[Exercise]
Print every one of the following rows word for word, without adding, dropping, or changing anything.

* Begin *

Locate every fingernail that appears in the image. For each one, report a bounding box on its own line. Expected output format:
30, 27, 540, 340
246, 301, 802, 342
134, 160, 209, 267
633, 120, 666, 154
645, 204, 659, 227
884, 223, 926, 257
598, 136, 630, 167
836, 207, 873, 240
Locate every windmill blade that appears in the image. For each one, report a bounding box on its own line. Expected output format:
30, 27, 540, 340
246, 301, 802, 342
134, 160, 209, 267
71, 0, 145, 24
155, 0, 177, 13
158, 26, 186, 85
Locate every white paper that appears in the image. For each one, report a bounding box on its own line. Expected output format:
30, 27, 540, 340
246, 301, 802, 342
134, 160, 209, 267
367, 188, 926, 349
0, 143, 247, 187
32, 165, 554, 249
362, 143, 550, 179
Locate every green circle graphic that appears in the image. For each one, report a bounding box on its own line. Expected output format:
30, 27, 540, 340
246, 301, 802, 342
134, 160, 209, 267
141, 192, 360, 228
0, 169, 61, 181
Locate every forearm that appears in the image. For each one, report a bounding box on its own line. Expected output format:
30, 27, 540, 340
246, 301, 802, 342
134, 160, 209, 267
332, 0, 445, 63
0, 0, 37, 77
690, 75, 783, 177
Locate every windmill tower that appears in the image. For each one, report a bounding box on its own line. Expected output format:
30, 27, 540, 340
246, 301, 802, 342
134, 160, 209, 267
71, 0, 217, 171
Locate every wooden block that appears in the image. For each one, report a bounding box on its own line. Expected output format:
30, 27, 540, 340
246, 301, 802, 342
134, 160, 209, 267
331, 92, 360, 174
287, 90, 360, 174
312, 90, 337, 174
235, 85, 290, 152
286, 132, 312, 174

* End *

[Solution to the problem]
Locate every fingernail that appears in the image. For each one, report a bounding box on its own line. Expected output format:
30, 27, 540, 340
246, 301, 802, 342
134, 160, 209, 267
633, 120, 666, 154
645, 204, 659, 227
884, 223, 926, 257
598, 136, 630, 167
836, 207, 873, 240
Locate every windmill blade that appears in the image. For each one, report a bounding box on its own line. Expected output format:
30, 27, 540, 340
246, 301, 802, 342
134, 160, 209, 267
71, 0, 145, 24
155, 0, 177, 13
158, 26, 186, 85
Locate every white paper that appears in the image. For each one, report a bounding box on its own line. Expected output format:
30, 27, 540, 340
246, 301, 802, 342
134, 160, 209, 267
367, 188, 926, 349
0, 143, 247, 187
32, 165, 554, 249
362, 143, 550, 179
Locate every green circle graphic that appears in the image. For each one, report a bounding box on its own line. Expected output format:
30, 27, 540, 340
246, 301, 802, 342
134, 160, 209, 267
141, 192, 360, 228
0, 169, 61, 181
Locate every forearm that appears in the image. For each one, report a bounding box on its own line. Expected output format:
30, 27, 540, 340
246, 301, 802, 342
134, 160, 209, 267
332, 0, 445, 63
0, 0, 37, 77
690, 75, 783, 177
Locate every windmill tower that appears in the image. For each one, report a bounding box on its own line. Expected output format:
30, 27, 540, 340
246, 301, 802, 342
134, 160, 209, 267
71, 0, 217, 171
Locate every wooden block that appears in the image. For each one, report a bounding box on its own line. Expected output format:
30, 27, 540, 340
246, 301, 802, 342
134, 160, 209, 267
331, 92, 360, 174
287, 90, 360, 174
312, 90, 337, 174
235, 85, 290, 152
286, 132, 312, 174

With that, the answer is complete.